- [JOB]: Show each line of the listing below that contains the string "gray". Copy every such line in full.

- [GIVEN INFORMATION]:
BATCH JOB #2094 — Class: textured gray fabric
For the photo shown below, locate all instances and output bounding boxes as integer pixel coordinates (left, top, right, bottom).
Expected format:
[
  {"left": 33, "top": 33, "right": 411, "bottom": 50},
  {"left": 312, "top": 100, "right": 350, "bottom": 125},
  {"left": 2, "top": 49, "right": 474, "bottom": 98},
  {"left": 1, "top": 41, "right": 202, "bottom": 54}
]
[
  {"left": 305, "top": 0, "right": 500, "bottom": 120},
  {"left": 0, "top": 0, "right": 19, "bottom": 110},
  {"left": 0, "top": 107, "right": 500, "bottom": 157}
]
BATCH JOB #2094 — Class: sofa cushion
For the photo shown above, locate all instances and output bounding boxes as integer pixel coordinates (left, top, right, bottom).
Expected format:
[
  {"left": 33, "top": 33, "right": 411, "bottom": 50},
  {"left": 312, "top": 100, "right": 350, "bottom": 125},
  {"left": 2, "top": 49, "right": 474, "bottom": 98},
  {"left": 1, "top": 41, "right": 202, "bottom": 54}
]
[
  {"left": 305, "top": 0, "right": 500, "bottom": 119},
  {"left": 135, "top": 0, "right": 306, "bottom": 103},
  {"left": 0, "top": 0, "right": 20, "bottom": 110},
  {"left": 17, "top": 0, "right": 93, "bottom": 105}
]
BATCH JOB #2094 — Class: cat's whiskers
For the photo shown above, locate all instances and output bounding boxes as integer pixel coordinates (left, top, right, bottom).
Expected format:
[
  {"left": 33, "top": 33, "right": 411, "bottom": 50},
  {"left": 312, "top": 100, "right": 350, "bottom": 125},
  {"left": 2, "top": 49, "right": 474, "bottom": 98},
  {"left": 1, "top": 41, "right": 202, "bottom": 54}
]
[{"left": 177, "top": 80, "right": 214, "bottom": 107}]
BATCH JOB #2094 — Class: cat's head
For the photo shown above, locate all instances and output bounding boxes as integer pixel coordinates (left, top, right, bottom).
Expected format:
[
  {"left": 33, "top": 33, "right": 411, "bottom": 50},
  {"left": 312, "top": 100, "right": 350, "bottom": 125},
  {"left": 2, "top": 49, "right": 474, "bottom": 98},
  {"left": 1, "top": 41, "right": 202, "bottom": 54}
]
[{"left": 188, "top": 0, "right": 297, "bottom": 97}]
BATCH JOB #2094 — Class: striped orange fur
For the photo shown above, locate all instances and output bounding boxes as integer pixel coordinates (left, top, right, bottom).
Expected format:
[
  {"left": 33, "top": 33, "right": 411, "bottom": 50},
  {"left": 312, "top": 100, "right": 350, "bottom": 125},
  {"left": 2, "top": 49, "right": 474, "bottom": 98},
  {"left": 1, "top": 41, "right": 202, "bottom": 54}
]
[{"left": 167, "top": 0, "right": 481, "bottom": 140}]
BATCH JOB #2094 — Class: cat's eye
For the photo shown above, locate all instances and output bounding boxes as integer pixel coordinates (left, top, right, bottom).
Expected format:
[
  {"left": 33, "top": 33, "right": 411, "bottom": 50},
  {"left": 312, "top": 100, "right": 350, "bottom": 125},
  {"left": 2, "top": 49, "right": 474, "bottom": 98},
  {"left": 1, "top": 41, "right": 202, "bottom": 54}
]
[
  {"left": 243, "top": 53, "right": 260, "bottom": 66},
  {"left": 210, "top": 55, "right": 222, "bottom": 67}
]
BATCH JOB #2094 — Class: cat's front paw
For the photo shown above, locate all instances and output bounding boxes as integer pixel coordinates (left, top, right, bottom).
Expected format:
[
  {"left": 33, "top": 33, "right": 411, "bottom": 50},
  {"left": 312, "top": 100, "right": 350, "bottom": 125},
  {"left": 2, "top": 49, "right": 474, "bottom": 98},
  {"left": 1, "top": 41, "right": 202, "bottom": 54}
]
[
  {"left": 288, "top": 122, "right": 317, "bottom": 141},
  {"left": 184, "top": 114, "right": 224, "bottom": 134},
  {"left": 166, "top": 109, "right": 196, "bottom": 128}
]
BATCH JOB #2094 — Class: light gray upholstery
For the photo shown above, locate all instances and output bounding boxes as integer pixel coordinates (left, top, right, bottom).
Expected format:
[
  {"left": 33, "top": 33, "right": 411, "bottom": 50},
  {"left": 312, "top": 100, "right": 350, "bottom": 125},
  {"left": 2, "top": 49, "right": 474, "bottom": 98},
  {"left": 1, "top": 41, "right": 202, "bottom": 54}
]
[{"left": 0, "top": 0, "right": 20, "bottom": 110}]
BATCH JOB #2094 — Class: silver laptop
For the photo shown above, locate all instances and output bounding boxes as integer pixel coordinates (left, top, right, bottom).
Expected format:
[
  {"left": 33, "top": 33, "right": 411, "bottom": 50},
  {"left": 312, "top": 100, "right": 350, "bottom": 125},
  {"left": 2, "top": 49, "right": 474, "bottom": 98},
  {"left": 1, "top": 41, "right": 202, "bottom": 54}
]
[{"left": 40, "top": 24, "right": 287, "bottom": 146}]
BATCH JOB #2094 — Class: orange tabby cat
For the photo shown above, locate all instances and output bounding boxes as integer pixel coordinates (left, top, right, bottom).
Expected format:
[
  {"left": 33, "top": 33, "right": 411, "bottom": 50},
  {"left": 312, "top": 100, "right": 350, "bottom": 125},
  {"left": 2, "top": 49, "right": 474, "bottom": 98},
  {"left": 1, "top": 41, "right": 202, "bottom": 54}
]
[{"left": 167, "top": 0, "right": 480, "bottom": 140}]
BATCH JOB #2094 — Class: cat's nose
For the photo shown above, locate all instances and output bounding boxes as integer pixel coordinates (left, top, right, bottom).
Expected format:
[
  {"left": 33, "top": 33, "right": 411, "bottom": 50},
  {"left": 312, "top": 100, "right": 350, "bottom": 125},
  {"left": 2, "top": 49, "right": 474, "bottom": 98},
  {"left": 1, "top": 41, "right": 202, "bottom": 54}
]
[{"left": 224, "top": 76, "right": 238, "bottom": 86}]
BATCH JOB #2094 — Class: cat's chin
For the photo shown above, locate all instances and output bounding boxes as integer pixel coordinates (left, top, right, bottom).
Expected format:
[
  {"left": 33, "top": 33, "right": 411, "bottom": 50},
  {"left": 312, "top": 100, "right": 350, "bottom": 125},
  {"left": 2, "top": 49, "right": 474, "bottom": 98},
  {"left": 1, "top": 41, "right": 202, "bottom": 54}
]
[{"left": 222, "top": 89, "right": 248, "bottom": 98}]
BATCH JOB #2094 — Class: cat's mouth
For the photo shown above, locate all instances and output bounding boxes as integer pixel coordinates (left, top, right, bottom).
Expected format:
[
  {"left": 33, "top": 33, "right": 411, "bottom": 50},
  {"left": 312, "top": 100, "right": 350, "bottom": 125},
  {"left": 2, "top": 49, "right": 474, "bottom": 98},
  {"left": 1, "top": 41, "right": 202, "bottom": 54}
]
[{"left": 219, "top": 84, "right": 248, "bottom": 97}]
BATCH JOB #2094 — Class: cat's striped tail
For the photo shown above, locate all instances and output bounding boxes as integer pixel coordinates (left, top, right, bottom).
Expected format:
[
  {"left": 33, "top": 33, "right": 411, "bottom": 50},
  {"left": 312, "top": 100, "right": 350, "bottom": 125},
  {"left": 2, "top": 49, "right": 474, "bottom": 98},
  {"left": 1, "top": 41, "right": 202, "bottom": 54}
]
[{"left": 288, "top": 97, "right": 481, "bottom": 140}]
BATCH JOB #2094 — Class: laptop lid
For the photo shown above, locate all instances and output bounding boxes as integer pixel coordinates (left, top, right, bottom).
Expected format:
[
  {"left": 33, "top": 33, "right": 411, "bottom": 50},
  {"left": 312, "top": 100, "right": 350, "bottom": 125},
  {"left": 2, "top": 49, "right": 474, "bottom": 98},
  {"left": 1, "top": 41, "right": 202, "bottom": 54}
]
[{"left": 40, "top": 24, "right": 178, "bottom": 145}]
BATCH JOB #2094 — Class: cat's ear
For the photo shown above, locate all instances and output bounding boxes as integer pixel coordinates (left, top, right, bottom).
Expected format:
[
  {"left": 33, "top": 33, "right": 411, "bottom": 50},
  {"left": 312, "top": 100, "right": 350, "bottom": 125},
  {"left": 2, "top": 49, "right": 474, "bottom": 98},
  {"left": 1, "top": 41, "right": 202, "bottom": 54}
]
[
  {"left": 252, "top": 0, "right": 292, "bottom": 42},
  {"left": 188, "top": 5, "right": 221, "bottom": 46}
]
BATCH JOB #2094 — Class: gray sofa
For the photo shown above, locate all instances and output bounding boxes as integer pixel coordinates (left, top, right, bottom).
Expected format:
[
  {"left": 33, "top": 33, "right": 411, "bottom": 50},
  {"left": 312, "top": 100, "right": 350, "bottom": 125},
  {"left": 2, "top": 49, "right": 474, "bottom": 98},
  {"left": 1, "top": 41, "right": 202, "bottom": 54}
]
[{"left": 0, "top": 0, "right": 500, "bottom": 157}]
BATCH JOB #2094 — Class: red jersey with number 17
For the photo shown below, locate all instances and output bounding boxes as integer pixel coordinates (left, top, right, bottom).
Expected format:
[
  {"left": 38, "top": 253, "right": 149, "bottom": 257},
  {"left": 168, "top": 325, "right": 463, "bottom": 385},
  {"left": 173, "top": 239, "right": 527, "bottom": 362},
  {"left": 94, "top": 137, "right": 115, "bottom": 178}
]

- [COMPLETED EXERCISE]:
BATCH JOB #2094 — Class: textured gray fabric
BATCH JOB #2094 — Class: light gray upholstery
BATCH JOB #2094 — Class: gray sofa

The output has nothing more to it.